### JOB
Can you swap "snug" for "tight" everywhere in the records below and write them out again with nothing else changed and the pictures left out?

* * * * * * * * *

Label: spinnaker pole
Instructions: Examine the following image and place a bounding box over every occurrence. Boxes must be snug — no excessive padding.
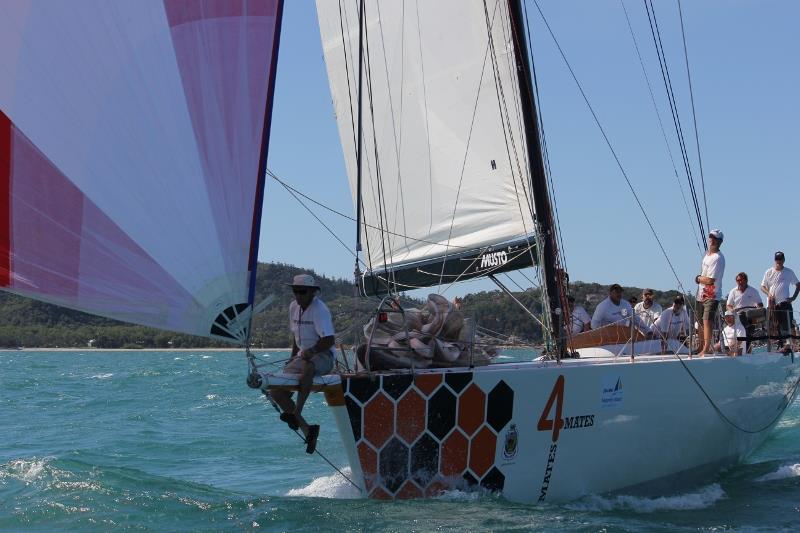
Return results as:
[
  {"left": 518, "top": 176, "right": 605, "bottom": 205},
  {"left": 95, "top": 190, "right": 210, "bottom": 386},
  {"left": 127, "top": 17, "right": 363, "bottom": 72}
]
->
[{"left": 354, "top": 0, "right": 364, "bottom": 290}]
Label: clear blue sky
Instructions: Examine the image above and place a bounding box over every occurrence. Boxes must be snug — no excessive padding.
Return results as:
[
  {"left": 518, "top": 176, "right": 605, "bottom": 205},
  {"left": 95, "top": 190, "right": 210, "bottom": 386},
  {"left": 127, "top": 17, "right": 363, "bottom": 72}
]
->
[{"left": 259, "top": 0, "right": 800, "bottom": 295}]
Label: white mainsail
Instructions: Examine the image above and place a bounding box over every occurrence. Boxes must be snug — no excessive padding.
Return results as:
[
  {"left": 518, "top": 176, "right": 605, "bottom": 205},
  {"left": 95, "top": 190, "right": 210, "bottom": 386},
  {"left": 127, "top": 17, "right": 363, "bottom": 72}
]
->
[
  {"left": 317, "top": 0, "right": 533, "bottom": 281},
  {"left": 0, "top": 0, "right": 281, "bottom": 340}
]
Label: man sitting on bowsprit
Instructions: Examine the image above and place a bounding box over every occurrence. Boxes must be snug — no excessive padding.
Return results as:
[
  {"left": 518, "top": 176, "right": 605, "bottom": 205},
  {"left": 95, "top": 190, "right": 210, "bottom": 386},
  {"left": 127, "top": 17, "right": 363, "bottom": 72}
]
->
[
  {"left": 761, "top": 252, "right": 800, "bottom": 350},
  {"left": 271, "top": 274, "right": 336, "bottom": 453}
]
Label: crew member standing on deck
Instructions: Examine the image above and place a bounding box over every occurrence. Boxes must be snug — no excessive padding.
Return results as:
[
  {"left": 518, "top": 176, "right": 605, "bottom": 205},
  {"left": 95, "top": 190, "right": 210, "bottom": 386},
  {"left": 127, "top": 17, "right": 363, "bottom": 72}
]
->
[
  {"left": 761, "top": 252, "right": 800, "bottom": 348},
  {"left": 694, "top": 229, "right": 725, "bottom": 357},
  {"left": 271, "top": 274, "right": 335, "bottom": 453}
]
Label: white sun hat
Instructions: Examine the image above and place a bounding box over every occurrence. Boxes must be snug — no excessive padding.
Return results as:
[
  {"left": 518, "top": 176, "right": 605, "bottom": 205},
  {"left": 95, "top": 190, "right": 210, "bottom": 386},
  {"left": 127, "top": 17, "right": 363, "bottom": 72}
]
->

* * * * * * * * *

### PROBLEM SOLUTION
Label: spinnaker pole
Instructions: Examine the following image and place a bounding box over every occurrence. Boxes must be tight — no excessive padding.
Return results as:
[
  {"left": 518, "top": 176, "right": 605, "bottom": 205},
  {"left": 95, "top": 190, "right": 210, "bottom": 386},
  {"left": 127, "top": 17, "right": 363, "bottom": 72}
]
->
[{"left": 354, "top": 0, "right": 364, "bottom": 290}]
Label: clear blue sky
Instructions: Examine the image above and place a bounding box over every occurrence. Boxes must be tight — no excessive padding.
Return results as:
[
  {"left": 518, "top": 176, "right": 605, "bottom": 205},
  {"left": 95, "top": 190, "right": 210, "bottom": 386},
  {"left": 127, "top": 17, "right": 363, "bottom": 72}
]
->
[{"left": 259, "top": 0, "right": 800, "bottom": 295}]
Label: white mainsail
Instructions: Examine the image above and place a bounding box over every occurrence. Boxes must be tight — no excessive padding.
Return results as:
[
  {"left": 518, "top": 176, "right": 605, "bottom": 205},
  {"left": 95, "top": 190, "right": 210, "bottom": 386},
  {"left": 127, "top": 17, "right": 363, "bottom": 72}
]
->
[
  {"left": 317, "top": 0, "right": 533, "bottom": 281},
  {"left": 0, "top": 0, "right": 281, "bottom": 340}
]
Label: man sitting on bowsprit
Instructions: Examine the image above and place a bounding box over every occurrence. Boxes must be tight — no excessive padding.
Return results as:
[
  {"left": 518, "top": 176, "right": 605, "bottom": 205},
  {"left": 95, "top": 190, "right": 210, "bottom": 386},
  {"left": 127, "top": 17, "right": 363, "bottom": 72}
]
->
[
  {"left": 761, "top": 252, "right": 800, "bottom": 350},
  {"left": 271, "top": 274, "right": 336, "bottom": 453}
]
Label: crew member standing on deck
Instructions: Examine the image above and place a bounding box over every occurrence. Boxes must be tight — no excessive padding.
Return results as:
[
  {"left": 518, "top": 176, "right": 605, "bottom": 205},
  {"left": 95, "top": 190, "right": 210, "bottom": 386},
  {"left": 127, "top": 17, "right": 363, "bottom": 72}
]
->
[
  {"left": 761, "top": 252, "right": 800, "bottom": 348},
  {"left": 694, "top": 229, "right": 725, "bottom": 357},
  {"left": 271, "top": 274, "right": 335, "bottom": 453}
]
Label: white sun hat
Instructions: Examine the image above and place a bounding box over every occurrence. Boxes must be tight — no excessive padding.
Return results as:
[
  {"left": 518, "top": 176, "right": 605, "bottom": 205},
  {"left": 95, "top": 190, "right": 210, "bottom": 386},
  {"left": 127, "top": 17, "right": 363, "bottom": 72}
]
->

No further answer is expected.